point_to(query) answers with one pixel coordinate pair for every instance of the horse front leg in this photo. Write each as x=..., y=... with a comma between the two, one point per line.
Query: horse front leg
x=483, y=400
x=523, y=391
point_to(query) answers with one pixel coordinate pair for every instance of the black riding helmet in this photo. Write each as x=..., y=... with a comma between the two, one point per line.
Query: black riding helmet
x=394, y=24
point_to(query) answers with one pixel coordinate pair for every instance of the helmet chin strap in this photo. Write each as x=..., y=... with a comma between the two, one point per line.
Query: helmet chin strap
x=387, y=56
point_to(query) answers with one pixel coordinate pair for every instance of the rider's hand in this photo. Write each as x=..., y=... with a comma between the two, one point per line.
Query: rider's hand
----
Activity: Show every line of the listing in which the string "pixel" can be found.

Task solution:
point_to(query) answers with one pixel coordinate pair for every instance of the horse front leg in this photo. Write each as x=..., y=... with a comma between the two, one point per line.
point_to(query) answers with one pixel coordinate pair for every instance of the black riding helmet in this photo. Write each as x=..., y=... with a comma between the two, one point per line.
point_to(query) answers with one pixel coordinate pair for every instance of the helmet chin strap in this photo. Write each as x=..., y=... with a comma between the two, one point per line.
point_to(query) answers with one pixel coordinate pair for every instance of the rider's hand in this photo. Write each as x=..., y=... with a comma between the two, one point per line.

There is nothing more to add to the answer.